-- ITEMS --
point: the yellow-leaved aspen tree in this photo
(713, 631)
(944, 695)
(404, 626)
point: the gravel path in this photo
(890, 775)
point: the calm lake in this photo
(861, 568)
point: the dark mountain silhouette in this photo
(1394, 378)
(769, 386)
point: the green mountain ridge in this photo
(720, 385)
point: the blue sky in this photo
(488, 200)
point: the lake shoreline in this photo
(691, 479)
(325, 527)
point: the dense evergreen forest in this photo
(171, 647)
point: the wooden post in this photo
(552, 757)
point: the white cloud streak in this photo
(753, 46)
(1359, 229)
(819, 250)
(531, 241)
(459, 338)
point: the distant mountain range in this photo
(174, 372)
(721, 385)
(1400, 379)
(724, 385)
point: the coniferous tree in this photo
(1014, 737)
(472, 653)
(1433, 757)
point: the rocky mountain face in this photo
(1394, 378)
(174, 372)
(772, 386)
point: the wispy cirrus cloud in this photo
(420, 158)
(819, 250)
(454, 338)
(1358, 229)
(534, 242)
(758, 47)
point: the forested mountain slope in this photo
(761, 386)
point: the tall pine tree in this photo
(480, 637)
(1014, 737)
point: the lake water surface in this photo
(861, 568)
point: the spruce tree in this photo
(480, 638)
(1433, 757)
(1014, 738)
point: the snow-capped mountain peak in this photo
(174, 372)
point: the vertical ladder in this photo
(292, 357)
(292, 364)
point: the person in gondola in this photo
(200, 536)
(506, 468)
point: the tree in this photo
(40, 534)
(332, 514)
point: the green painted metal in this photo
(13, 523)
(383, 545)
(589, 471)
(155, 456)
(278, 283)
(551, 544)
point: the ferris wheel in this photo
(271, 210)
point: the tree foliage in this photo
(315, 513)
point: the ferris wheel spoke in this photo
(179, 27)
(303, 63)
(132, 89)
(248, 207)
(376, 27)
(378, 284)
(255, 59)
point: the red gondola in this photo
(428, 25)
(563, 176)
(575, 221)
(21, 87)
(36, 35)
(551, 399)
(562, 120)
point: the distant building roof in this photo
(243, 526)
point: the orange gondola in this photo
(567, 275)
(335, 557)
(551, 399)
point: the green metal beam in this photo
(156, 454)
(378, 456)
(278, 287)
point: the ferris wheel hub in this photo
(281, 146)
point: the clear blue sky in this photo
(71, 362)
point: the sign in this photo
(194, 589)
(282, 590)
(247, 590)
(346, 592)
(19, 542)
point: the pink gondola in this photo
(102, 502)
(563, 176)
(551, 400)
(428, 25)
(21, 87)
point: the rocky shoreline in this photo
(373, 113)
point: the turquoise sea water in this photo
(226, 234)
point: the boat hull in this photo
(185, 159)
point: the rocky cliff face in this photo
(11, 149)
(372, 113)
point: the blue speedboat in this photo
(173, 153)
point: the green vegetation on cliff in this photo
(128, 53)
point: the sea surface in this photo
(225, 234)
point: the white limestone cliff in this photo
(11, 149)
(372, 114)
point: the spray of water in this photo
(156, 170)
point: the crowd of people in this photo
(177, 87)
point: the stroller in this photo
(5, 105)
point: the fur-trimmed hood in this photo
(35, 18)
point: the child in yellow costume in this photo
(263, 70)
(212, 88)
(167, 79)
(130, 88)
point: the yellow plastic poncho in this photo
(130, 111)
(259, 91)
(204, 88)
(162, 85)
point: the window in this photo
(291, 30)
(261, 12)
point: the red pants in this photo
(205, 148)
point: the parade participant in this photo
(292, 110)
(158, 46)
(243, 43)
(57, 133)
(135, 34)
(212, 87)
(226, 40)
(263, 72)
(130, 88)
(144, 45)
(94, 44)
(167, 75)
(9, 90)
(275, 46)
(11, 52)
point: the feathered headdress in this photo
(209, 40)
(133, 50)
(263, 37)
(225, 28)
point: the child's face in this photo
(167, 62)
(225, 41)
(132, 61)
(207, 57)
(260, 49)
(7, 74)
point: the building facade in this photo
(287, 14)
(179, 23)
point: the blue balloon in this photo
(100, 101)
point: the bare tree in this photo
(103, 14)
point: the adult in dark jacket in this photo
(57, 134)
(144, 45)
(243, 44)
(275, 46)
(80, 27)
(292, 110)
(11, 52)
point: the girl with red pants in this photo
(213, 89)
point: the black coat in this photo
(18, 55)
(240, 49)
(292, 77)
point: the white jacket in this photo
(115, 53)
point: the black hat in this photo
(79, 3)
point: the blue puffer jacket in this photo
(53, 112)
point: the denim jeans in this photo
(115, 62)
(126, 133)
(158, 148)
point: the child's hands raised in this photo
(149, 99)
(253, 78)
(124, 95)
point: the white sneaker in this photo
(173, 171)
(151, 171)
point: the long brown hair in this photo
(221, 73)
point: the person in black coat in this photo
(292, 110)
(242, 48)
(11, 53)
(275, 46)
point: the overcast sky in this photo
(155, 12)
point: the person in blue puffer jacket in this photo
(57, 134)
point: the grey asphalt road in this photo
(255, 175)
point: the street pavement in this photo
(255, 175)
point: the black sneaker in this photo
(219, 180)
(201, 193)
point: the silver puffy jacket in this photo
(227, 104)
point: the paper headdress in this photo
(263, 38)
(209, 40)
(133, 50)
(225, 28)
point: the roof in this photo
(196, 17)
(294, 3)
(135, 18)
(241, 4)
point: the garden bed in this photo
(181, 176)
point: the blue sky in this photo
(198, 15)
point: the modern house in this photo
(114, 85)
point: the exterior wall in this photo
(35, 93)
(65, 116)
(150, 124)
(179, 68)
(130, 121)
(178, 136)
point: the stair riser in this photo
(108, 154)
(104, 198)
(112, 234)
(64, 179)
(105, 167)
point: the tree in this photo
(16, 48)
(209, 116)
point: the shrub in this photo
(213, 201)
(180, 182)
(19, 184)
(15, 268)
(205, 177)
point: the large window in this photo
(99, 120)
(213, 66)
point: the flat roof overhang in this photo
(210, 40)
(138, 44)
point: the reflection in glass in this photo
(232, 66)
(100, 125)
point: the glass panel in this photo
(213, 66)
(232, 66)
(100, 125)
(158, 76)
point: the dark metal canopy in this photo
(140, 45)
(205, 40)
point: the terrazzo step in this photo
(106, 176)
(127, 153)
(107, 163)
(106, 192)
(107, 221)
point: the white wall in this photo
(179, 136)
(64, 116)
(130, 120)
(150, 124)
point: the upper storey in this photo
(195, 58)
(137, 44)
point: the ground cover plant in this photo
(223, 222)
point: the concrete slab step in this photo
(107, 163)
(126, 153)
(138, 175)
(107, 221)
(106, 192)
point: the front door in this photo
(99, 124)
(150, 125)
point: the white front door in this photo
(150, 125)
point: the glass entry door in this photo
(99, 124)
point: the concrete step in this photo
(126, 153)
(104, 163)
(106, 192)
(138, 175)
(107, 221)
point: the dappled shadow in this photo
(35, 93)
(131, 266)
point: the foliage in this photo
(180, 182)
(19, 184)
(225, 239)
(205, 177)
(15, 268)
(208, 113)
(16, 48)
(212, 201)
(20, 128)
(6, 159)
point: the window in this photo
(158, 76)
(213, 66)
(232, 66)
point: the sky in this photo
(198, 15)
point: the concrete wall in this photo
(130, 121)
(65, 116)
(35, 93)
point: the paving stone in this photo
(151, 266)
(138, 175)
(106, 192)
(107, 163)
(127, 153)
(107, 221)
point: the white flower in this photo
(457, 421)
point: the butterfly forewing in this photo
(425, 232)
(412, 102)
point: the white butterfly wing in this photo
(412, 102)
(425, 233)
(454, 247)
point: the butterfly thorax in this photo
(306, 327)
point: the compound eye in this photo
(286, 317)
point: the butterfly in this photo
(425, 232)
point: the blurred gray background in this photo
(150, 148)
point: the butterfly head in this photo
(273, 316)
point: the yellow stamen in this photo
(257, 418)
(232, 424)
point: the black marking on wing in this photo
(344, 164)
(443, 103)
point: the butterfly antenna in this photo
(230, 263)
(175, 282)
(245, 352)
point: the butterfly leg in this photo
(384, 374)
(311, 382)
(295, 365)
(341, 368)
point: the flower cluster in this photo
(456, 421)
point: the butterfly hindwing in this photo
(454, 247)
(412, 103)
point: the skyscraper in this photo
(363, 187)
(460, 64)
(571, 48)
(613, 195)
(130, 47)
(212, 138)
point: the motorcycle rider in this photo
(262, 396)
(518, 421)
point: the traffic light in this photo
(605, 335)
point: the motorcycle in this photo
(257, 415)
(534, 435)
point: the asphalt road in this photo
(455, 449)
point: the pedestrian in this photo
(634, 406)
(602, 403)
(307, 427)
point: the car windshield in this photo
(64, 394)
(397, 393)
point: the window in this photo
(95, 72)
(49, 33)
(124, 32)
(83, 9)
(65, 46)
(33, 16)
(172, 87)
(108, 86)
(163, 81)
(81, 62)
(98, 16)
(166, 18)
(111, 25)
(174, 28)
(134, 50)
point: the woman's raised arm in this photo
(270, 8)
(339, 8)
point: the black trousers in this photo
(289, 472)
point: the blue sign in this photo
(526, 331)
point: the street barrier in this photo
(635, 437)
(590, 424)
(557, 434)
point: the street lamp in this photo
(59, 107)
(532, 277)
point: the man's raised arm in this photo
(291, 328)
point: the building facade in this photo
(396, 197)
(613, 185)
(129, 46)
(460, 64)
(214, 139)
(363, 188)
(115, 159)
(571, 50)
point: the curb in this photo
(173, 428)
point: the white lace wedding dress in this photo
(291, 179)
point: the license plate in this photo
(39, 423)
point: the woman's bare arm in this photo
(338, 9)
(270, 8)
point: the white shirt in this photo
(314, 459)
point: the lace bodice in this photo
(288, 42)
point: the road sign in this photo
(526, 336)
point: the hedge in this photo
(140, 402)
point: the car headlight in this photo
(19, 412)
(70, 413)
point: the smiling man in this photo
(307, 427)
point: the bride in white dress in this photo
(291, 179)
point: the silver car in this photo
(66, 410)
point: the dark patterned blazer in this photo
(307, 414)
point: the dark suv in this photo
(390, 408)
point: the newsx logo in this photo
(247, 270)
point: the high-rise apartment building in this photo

-- WRITTEN EXERCISE --
Reproduce the records above exactly, starting with the line that contains "point: the traffic light in this photo" and ending with the last line.

-- TASK ANSWER --
point: the traffic light in this photo
(605, 335)
point: the motorcycle in this photo
(257, 415)
(534, 435)
point: the asphalt road in this photo
(455, 449)
point: the pedestrian in this photo
(634, 406)
(602, 403)
(307, 427)
point: the car windshield in this photo
(64, 394)
(397, 393)
point: the window in this photo
(95, 72)
(49, 33)
(124, 32)
(83, 9)
(65, 46)
(33, 16)
(172, 87)
(108, 86)
(163, 81)
(81, 62)
(98, 16)
(166, 18)
(111, 25)
(174, 28)
(134, 50)
point: the woman's raised arm in this photo
(270, 8)
(339, 8)
point: the black trousers in this photo
(289, 472)
point: the blue sign in this photo
(526, 331)
point: the street barrier in this photo
(635, 437)
(590, 424)
(557, 434)
point: the street lamp in this photo
(59, 107)
(532, 277)
point: the man's raised arm in this photo
(291, 328)
point: the building facade in this photo
(396, 197)
(613, 185)
(129, 46)
(460, 64)
(214, 139)
(363, 188)
(115, 159)
(571, 50)
point: the curb in this photo
(173, 428)
point: the white lace wedding dress in this photo
(291, 179)
point: the license plate in this photo
(39, 423)
point: the woman's bare arm in this photo
(338, 9)
(270, 8)
point: the white shirt in this photo
(314, 459)
point: the lace bodice in this photo
(288, 42)
point: the road sign in this photo
(526, 336)
point: the hedge in this photo
(140, 402)
point: the car headlight in this photo
(19, 412)
(70, 413)
point: the smiling man in this photo
(307, 427)
point: the bride in white dress in this photo
(291, 179)
point: the silver car in this photo
(66, 410)
point: the dark patterned blazer in this photo
(307, 414)
point: the dark suv in this photo
(390, 408)
point: the newsx logo in this photo
(247, 270)
point: the high-rise apartment building in this photo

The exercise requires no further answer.